### Problem statement:
Copy out the items from their first line through the line containing "left=0, top=211, right=372, bottom=323", keeping every line of item text, and offset every coordinate in the answers by adding 93 to it.

>> START Excerpted data

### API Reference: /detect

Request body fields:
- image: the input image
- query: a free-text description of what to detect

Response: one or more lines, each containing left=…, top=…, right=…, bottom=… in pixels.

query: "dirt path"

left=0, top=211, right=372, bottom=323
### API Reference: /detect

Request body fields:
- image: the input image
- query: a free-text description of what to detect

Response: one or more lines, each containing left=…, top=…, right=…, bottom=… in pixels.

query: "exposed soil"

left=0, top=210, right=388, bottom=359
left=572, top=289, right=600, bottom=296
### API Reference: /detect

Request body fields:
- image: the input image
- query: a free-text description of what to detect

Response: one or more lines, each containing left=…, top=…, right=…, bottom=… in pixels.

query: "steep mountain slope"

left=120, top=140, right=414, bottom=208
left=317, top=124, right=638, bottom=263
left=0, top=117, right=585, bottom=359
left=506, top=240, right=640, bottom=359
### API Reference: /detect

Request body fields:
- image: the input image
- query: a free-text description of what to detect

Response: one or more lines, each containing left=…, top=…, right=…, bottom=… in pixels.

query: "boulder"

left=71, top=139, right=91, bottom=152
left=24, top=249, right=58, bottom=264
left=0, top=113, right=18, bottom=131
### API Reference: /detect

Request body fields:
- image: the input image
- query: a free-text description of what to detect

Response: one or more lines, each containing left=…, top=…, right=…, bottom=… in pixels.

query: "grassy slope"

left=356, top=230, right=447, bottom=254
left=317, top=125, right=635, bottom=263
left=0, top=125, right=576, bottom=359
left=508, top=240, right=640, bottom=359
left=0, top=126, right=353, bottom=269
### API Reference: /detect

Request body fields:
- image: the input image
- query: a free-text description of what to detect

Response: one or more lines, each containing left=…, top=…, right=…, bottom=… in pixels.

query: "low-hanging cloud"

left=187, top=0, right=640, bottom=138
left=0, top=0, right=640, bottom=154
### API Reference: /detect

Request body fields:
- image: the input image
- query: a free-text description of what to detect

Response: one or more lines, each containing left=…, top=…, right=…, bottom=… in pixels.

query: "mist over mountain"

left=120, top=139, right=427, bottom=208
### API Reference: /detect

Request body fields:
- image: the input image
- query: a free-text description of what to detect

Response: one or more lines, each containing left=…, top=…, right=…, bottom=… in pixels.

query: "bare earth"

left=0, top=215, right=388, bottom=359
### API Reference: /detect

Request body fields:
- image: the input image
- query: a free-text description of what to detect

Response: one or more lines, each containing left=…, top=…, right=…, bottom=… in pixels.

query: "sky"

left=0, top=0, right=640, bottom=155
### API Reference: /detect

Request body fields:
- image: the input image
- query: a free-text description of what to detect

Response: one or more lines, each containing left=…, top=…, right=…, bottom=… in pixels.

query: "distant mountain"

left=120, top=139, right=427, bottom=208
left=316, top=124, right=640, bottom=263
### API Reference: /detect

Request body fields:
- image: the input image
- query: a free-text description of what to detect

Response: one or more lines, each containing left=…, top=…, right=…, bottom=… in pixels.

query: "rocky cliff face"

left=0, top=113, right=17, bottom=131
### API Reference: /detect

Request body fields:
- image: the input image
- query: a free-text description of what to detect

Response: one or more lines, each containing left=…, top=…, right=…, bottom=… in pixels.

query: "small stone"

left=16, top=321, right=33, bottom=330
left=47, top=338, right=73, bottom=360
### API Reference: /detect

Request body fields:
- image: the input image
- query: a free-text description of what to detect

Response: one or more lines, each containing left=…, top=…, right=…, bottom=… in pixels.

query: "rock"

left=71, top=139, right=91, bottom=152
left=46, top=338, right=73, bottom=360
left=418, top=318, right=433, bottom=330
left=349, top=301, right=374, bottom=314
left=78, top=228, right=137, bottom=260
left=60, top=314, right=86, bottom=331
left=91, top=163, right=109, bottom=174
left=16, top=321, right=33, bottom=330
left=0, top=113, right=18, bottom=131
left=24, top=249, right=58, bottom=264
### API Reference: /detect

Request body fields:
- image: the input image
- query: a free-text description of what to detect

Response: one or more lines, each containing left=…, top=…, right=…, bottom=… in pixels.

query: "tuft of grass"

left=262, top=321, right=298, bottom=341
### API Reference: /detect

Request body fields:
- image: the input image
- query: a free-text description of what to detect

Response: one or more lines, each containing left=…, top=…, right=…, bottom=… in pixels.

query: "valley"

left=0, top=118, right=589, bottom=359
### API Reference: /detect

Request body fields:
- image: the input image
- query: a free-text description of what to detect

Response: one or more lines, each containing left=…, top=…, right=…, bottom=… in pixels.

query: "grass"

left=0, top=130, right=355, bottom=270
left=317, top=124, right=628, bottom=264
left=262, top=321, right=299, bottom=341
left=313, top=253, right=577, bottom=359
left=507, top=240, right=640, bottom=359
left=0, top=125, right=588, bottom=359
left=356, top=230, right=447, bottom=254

>> END Excerpted data

### Written answer:
### API Reference: /detect

Request body fields:
- image: the input image
- query: a free-text description of what to detect

Response: one or more lines, each containing left=…, top=…, right=…, bottom=… in pixels.

query: "dirt path"

left=93, top=304, right=465, bottom=416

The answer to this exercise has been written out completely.